## Extrait du texte

____________________

Skeptical Minds – Skepticalized

Dans l'univers du metal à chanteuse, aujourd'hui vaste, large, et tellement peuplé, les groupes s'étouffent tant la masse est importante et le talent est désormais facultatif pour sortir du lot. Trop de formations de seconde zone engluent le milieu, le bourrant de clichés et présentant généralement comme seul intérêt le physique avantageux d'une chanteuse mise en avant pour espérer faire décoller leur popularité et les ventes de leurs disques. Dur de percer avec des conditions pareilles, l'ampleur du phénomène a provoqué comme premier réflexe de zapper directement le premier groupe peu connu à voix féminine. Et pourtant, avec un tel geste, le risque de passer à côté de réelles bonnes découvertes (citons Diabulus In Musica, Heonia, Ancient Bards, Ansoticca, Aperion, j'en passe et des meilleurs) est trop important. Or donc, voici les belges de Skeptical Minds, combo ayant déjà 8 années d'expérience derrière eux, et, en cette année 2010, délivrant un nouvel opus, baptisé Skepticalized, Après une demo, un album en 2005 et un EP, comment se porte la musique des bruxellois ? Le mélange entre electro et metal, qui fait leur caractéristique principale, est-il toujours d'actualité, où les sirènes du conformisme ont-elles sonnées aux oreilles de notre quintet du plat pays ?


Rassurez-vous, chers amateurs de moule frite, ici, point d'accès à une facilité qui pourrait mettre en péril deux valeurs essentielles dont nous font preuve nos belges : le talent et la personnalité. Au gré de leur metal teinté d'electro, de nombreuses ambiances, des atmosphères diversifiées et de forts sentiments viendront vous prendre aux tripes, ne vous quitteront plus jusqu'à ce que vous soyez … skepticalizés !


Et dès l'introduction, intitulée « Haman », ce qui est à venir s'annonce ! Introduction ? La question est ici à se poser, car en guise de mise en bouche, c'est d'abord une courte mise en confiance qui s'opère, quelques sons électroniques s'invitant ici et là, pour laisser place à une grosse guitare, bien massive et imposante, riffs puissants à l'appui. Le genre d'intro qui font rêver, n'est-ce pas ? Et c'est l'occasion pour découvrir le timbre de la nouvelle venue, la polonaise Karolina Pacan, avec laquelle le premier contact s'avère très bon. Le tout se fait sur fond d'ambiances orientales, suivies par les lignes de chant dans cette lignée, et se superposent froideur et émotion.

____________________

## Données
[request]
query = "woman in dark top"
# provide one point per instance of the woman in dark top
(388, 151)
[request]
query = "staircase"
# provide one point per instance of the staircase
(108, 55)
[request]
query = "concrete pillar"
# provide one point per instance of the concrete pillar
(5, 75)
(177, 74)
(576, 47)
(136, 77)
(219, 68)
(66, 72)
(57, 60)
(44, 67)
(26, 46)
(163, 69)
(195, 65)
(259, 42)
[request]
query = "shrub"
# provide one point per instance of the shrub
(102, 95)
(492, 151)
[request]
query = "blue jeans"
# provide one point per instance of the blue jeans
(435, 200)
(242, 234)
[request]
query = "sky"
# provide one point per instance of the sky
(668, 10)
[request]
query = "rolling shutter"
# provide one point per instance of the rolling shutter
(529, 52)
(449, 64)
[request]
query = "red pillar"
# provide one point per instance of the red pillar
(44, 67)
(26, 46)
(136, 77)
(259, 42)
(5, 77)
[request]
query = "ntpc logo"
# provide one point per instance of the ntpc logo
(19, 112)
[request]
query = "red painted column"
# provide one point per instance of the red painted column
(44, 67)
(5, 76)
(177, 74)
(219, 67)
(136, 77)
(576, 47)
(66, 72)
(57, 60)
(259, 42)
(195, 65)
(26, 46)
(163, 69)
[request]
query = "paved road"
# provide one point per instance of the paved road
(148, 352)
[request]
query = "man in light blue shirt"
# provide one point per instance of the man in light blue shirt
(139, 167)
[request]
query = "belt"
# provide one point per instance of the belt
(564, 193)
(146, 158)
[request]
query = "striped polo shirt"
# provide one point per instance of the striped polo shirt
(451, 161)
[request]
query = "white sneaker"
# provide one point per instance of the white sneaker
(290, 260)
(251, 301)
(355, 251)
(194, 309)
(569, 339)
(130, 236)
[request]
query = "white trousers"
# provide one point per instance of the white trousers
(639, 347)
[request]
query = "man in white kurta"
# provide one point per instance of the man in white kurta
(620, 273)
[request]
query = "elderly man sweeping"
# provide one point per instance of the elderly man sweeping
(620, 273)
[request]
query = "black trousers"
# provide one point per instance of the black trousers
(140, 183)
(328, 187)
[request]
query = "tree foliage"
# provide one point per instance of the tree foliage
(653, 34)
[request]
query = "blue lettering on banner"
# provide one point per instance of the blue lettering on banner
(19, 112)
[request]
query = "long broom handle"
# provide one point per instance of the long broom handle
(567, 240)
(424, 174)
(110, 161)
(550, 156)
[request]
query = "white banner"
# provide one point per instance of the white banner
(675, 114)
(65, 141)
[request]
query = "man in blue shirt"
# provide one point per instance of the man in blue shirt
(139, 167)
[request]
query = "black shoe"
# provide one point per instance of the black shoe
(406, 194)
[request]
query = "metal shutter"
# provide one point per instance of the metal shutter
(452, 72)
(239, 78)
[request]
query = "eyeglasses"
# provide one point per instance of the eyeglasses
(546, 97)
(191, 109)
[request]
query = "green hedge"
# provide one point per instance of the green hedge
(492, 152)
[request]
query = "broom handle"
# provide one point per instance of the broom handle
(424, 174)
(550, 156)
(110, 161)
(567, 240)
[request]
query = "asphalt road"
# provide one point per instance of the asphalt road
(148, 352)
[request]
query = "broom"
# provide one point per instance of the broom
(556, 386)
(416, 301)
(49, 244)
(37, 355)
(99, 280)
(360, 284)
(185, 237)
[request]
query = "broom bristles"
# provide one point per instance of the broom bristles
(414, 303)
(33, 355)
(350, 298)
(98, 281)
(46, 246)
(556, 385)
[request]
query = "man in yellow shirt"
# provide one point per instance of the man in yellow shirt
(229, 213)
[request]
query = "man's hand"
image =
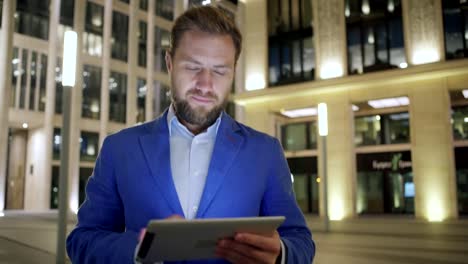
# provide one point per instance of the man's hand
(248, 248)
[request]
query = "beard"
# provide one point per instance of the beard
(198, 116)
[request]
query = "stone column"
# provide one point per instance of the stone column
(132, 63)
(149, 108)
(432, 152)
(256, 39)
(106, 61)
(6, 53)
(341, 169)
(423, 31)
(37, 189)
(330, 38)
(76, 100)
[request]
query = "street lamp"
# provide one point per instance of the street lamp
(323, 132)
(68, 81)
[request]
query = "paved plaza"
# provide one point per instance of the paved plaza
(31, 237)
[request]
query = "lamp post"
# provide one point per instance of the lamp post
(68, 81)
(323, 133)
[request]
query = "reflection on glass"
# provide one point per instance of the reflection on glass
(461, 156)
(119, 36)
(382, 129)
(305, 183)
(91, 106)
(117, 97)
(165, 9)
(374, 35)
(299, 136)
(161, 44)
(141, 100)
(94, 28)
(89, 146)
(385, 184)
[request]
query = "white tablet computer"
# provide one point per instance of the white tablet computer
(179, 239)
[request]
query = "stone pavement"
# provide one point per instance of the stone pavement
(31, 237)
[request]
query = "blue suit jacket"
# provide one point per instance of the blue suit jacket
(132, 184)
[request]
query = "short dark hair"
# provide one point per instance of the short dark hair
(207, 19)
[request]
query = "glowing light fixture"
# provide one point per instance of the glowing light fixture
(428, 55)
(255, 82)
(300, 112)
(323, 119)
(69, 58)
(389, 102)
(465, 93)
(331, 70)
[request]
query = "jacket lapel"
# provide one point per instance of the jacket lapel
(226, 148)
(156, 148)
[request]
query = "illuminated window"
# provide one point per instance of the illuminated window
(374, 35)
(291, 56)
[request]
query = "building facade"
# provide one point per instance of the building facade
(394, 75)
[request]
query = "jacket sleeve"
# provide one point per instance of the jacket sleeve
(279, 199)
(100, 235)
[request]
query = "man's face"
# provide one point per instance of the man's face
(201, 72)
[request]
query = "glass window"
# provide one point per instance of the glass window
(32, 18)
(33, 81)
(85, 173)
(117, 97)
(455, 28)
(91, 106)
(15, 74)
(141, 100)
(305, 183)
(291, 49)
(382, 129)
(165, 9)
(54, 187)
(144, 5)
(42, 68)
(461, 156)
(374, 35)
(24, 76)
(161, 99)
(58, 86)
(142, 38)
(119, 36)
(89, 145)
(299, 136)
(385, 183)
(56, 143)
(161, 44)
(94, 27)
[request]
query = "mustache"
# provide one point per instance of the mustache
(198, 92)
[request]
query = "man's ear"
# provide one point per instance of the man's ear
(168, 62)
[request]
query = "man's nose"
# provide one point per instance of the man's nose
(205, 80)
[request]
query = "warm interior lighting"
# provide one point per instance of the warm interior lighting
(422, 56)
(465, 93)
(255, 81)
(323, 119)
(300, 112)
(331, 70)
(336, 211)
(69, 58)
(389, 102)
(434, 211)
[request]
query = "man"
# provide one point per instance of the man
(194, 161)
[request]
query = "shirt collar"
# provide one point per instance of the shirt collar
(173, 123)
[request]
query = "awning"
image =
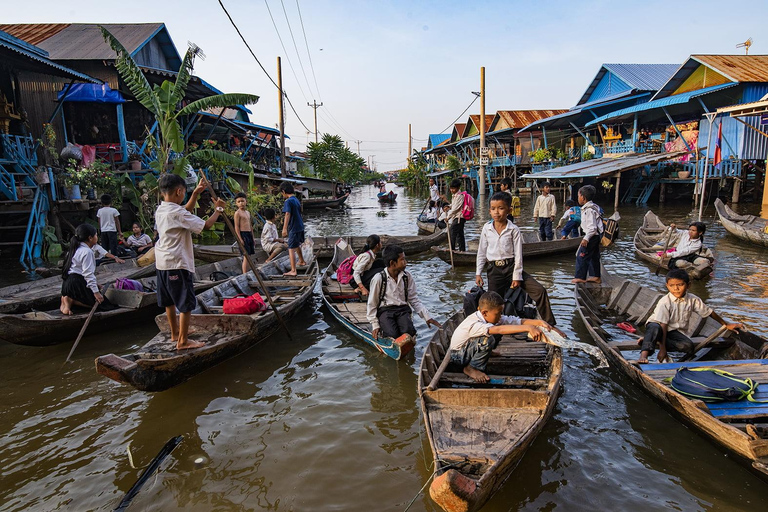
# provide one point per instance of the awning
(603, 166)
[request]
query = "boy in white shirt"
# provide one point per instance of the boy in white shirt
(474, 339)
(174, 258)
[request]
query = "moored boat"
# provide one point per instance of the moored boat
(652, 237)
(350, 309)
(734, 426)
(158, 365)
(479, 432)
(747, 227)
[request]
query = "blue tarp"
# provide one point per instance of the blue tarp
(91, 93)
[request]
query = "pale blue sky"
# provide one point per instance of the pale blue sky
(385, 64)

____________________

## Tâches à réaliser
**a)** Résumez en deux phrases la critique de Skepticalized.
**b)** Répondez brièvement aux questions suivantes sur la critique de Skepticalized.
(i) Combien d'années d'expérience le groupe Skeptical Minds a-t-il derrière lui ?
(ii) Quelles sorties ont précédé Skepticalized ?
(iii) De quelle nationalité est la nouvelle chanteuse ?
**c)** Poursuivez la critique de Skepticalized à partir de la dernière phrase affichée.

## Réponses par tâche
**a)** Dans un metal à chanteuse saturé de formations de seconde zone, la critique présente Skepticalized, nouvel album publié en 2010 par les Bruxellois de Skeptical Minds, dont la musique mêle electro et metal. Elle affirme que le groupe conserve talent et personnalité, ce que montre dès l'introduction « Haman », où quelques sons électroniques laissent place à une guitare massive et où l'on découvre la nouvelle chanteuse polonaise, Karolina Pacan.

**b)**
(i) Huit années.
(ii) Une démo, un album en 2005 et un EP.
(iii) Polonaise.

**c)**
En parlant d'ambiance, voilà un art parfaitement maîtrisé par le quintette, qui sait mettre à profit les éléments d'electro-indus pour plonger l'auditeur dans des univers différents mais toujours savoureux. Dégustez l'exquise « Broken Dolls », un véritable joyau, dont le terme de chef d'œuvre colle presque à la peau tant elle est appréciable à l'écoute. Présentation au commencement des violoncelles d'Arkancelli, qui accomplissent un travail tout à fait remarquable, accompagnés de la violoncelliste du groupe, Cat, une originalité supplémentaire à la musique des bruxellois. Une multitude de paysages musicaux se dessineront au travers de la piste, entre les moments où l'electro se fait dominante, ceux où l'on aperçoit l'apparition d'une belle guitare acoustique, les instants où la belle Karolina se fait plus douce et plus intimiste, ou au contraire, lorsqu'elle puise dans ses ressources pour insuffler de l'énergie, les passages atmosphériques, les bons gros riffs, tout est à foison et il faudrait rédiger une dissertation aussi longue que la constitution des Etats-Unis pour décrire avec le plus de détails possible un morceau aussi beau. Voilà également un signe de l'identité profonde de ce combo, qui ne ressemble vraiment à aucun autre, gagnant encore des points sur la scène metal à chanteuse, les atouts qui permettent à Skeptical Minds de se démarquer du lot sont à chaque instant présents.


Intimité, délicatesse et volupté, trois adjectifs qui sauront peindre le portrait d'« Inertia », moins puissante, certes, mais à la douceur rafraichissante. Des paroles torturées, parlant de psychologie humaine, drôle de coïncidence avec un titre enclin à procurer beaucoup de sensations, de part un rythme plus lent, avec quelques solos intéressants cependant, révélant de surcroît les influences hard rock de Mich, le guitariste. Les parties industrielles sont plus absentes, révélant un peu plus le son des instruments, s'emparant de la part du lion. La demoiselle à la voix suave et angélique chante avec cœur et ajoute au vocabulaire du dictionnaire des esprits sceptiques le mot beauté, qui, ne vous méprenez-pas, n'est nullement absent.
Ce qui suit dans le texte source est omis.